▶ [Document text]
****

Meteorological spring kicks off Friday, March 1. Forget the calendar - as far as the atmosphere is concerned - spring is 48 hours away. Historical weather data shows the coldest 90 days of the year, on average, are from December 1 to March 1.
Feeling better yet? We've picked up over 2 hours and 20 minutes of daylight since December 21. A higher sun angle means the odds of subzero weather drop off rapidly in March. That said, snow is on the ground over 54 percent of the USA, which will act as a brake on any warming in the weeks ahead. I still maintain that spring will come reluctantly this year, which may be good news.
Why? It should mean larger north-south temperature contrasts across America, helping to spin up bigger, wetter storms, taking the edge off our drought.
Yesterday's inversion (warming temperatures with altitude) coupled with light winds lead to a rare February air pollution alert. How long can you hold your breath?
No big storms; Monday's clipper may brush us with wet snow Monday; a few inches south of MSP. On the blog: keep expectations for March warmth low. A negative phase of the NAO should mean a cooler, stormier month.
More slush anyone?
* photos of hoar frost above from WeatherNation TV producer D.J. Kayser, taken at Watab Creek Park near Sartell.
Smog - Minneapolis Style. This midday Tuesday webcam frame-grab was courtesy of KARE-11, a combination of fog and smog trapped in the lowest few hundred feet of the atmosphere by light winds and an inversion (warming temperatures with altitude).
Late Winter Smog. Yes, this is a bit unusual for late February, but with major storms tracking well south/east of Minnesota and a weak area of high pressure producing clear to partly skies and light winds overhead, conditions are favorable for inversions, which allow man-made pollutants to accumulate near ground-level, posing the greatest risk to seniors, and people with heart/respiratory problems. Map from 6:20 am yesterday courtesy of AIRNow and the EPA.
What's An Inversion? The Salt Lake City office of the National Weather Service has a good explainer describing how inversions can form. They're even more likely in mountainous areas, which can create a "bowl effect", hills and mountains helping to trap pollutants near the ground, especially when temperatures are warming with altitude. Salt Lake City has seen an unusually high number of smoggy days this winter due to inversions: "On most days, the temperature of air in the atmosphere is cooler the higher up in altitude you go. This is because most of the suns energy is converted to sensible heat at the ground, which in turn warms the air at the surface. The warm air rises in the atmosphere, where it expands and cools. Sometimes, however, the temperature of air actually increases with height. The situation of having warm air on top of cooler air is referred to as a temperature inversion, because the temperature profile of the atmosphere is "inverted" from its usual state. There are two types of temperature inversions: surface inversions that occur near the Earth's surface, and aloft inversions that occur above the ground. Surface inversions are the most important in the study of air quality."

****

▶ [Data shown]
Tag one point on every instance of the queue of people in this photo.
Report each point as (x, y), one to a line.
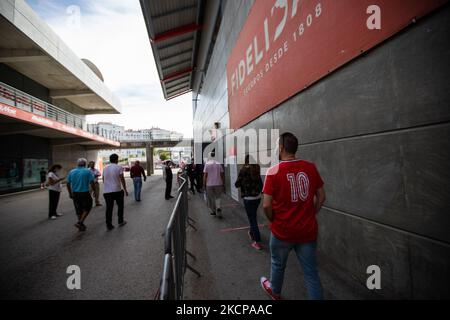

****

▶ [Short exercise A]
In the weather blog post, how much daylight has been gained since December 21?
▶ [Short exercise B]
Extract a passage from the weather blog post word for word, beginning at the words "Yesterday's inversion (warming" and stopping after "cooler, stormier month.".

▶ [Expected answer A]
Over 2 hours and 20 minutes.

▶ [Expected answer B]
Yesterday's inversion (warming temperatures with altitude) coupled with light winds lead to a rare February air pollution alert. How long can you hold your breath?
No big storms; Monday's clipper may brush us with wet snow Monday; a few inches south of MSP. On the blog: keep expectations for March warmth low. A negative phase of the NAO should mean a cooler, stormier month.